Provided records:
>>>

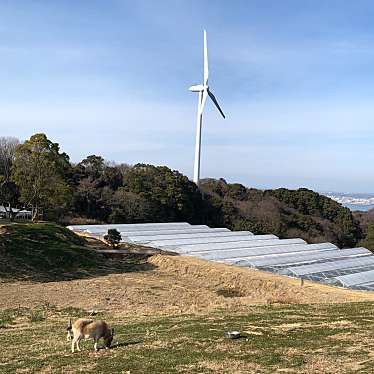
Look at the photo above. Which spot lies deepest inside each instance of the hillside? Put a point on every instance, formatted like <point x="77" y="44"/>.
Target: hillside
<point x="286" y="213"/>
<point x="48" y="252"/>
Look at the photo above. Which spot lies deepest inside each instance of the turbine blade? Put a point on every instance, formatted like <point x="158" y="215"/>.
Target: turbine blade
<point x="203" y="101"/>
<point x="206" y="68"/>
<point x="216" y="103"/>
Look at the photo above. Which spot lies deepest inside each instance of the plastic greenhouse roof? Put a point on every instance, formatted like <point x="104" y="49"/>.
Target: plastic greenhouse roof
<point x="179" y="244"/>
<point x="354" y="279"/>
<point x="206" y="234"/>
<point x="255" y="242"/>
<point x="302" y="258"/>
<point x="232" y="254"/>
<point x="329" y="266"/>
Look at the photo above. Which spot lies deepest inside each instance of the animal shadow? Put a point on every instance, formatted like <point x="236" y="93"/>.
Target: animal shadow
<point x="126" y="344"/>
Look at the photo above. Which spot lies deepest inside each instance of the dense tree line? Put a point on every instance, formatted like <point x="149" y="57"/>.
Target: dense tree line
<point x="37" y="175"/>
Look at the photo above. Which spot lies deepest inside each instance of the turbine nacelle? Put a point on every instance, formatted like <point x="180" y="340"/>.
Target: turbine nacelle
<point x="198" y="88"/>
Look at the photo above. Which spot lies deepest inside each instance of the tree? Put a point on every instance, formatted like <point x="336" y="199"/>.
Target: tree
<point x="171" y="196"/>
<point x="113" y="237"/>
<point x="9" y="192"/>
<point x="38" y="171"/>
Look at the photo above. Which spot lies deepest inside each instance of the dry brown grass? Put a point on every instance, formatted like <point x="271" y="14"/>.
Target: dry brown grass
<point x="176" y="285"/>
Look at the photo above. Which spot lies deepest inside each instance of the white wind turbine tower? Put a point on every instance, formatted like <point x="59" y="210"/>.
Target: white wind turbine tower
<point x="204" y="92"/>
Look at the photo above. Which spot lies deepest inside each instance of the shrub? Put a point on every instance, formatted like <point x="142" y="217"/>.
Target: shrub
<point x="113" y="237"/>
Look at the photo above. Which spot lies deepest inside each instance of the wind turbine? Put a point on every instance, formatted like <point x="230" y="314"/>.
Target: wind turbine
<point x="204" y="92"/>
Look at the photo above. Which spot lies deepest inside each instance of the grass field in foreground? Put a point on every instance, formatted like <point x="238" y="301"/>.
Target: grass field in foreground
<point x="286" y="338"/>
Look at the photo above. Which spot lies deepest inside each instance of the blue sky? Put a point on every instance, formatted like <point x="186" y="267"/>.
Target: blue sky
<point x="295" y="79"/>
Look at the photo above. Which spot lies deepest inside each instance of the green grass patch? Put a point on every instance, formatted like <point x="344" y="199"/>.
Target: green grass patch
<point x="293" y="339"/>
<point x="45" y="251"/>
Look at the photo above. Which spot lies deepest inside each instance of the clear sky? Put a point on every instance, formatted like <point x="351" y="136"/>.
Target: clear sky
<point x="295" y="79"/>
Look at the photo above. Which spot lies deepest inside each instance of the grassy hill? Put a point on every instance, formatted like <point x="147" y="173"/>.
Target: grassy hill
<point x="43" y="251"/>
<point x="49" y="252"/>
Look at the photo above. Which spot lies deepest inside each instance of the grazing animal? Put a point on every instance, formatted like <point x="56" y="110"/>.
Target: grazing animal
<point x="87" y="328"/>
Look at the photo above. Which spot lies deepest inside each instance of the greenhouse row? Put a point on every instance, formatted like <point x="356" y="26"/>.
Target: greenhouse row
<point x="321" y="262"/>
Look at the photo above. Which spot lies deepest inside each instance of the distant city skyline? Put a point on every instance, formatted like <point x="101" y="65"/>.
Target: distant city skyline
<point x="111" y="78"/>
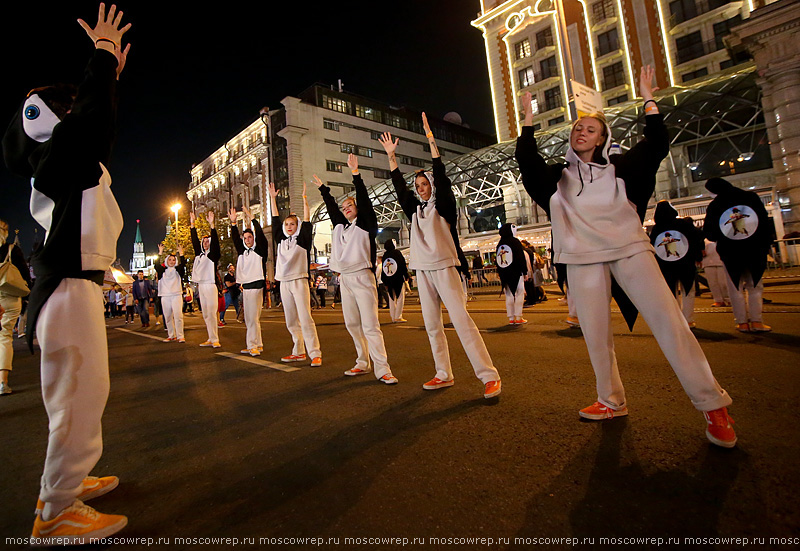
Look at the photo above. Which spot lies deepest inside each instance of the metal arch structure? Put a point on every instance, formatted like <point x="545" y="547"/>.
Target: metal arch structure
<point x="725" y="105"/>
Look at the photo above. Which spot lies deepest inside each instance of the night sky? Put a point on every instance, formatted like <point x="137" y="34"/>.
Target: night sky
<point x="197" y="76"/>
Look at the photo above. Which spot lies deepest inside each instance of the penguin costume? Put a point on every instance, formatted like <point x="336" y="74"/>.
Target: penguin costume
<point x="679" y="247"/>
<point x="596" y="209"/>
<point x="512" y="269"/>
<point x="394" y="273"/>
<point x="61" y="140"/>
<point x="737" y="221"/>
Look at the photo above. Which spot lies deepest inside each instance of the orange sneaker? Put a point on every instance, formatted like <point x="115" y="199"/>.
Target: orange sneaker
<point x="598" y="411"/>
<point x="720" y="428"/>
<point x="93" y="487"/>
<point x="491" y="389"/>
<point x="357" y="371"/>
<point x="572" y="322"/>
<point x="437" y="383"/>
<point x="78" y="524"/>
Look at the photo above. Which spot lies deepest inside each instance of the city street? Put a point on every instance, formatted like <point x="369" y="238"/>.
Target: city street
<point x="210" y="443"/>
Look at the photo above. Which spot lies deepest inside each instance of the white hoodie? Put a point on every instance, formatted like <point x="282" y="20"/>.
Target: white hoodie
<point x="592" y="219"/>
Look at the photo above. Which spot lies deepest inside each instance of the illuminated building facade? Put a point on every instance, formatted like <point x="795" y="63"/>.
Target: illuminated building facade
<point x="313" y="133"/>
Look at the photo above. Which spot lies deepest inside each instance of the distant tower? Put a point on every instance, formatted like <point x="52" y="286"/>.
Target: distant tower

<<<

Assignment: Above are the records; copy from them only the lines starting at the one containing "of the grazing" and ending at the one containing "of the orange", exactly and without pictures.

Response to this exercise:
Look at the photo above. Which spot lies deepest inside each instance of the grazing animal? Put a point on every instance, formatted like <point x="56" y="110"/>.
Target: grazing animal
<point x="87" y="328"/>
Look at the photo above. Which spot lies deepest inside each instance of the greenhouse row? Put a point on every instance, formatted like <point x="356" y="26"/>.
Target: greenhouse row
<point x="321" y="262"/>
Look at the photo above. Which spot lies deepest inside each instance of the distant city skyline? Put a point on every instance, formatted like <point x="101" y="65"/>.
Target: distant city skyline
<point x="111" y="78"/>
Look at the photo above. Which spot lies deepest inside each instance of the metal arch structure? Put a point on every instance, formatted like <point x="545" y="547"/>.
Target: metal arch structure
<point x="725" y="105"/>
Look at the photo above. Which spot lies deepest inside each instance of the night sky? Put a point on every instance, formatted like <point x="137" y="34"/>.
Target: night sky
<point x="197" y="76"/>
Look at the photo above. Which spot lies deepest inside each instance of the penguin costume? Put a point on every instance, formatted like <point x="336" y="74"/>.
Target: penguin costume
<point x="679" y="247"/>
<point x="596" y="209"/>
<point x="512" y="269"/>
<point x="394" y="273"/>
<point x="61" y="140"/>
<point x="737" y="221"/>
Look at the photo above. Which spot lies deepest inside each instance of the orange sneaker? Put a point on every instance, formatted like <point x="115" y="199"/>.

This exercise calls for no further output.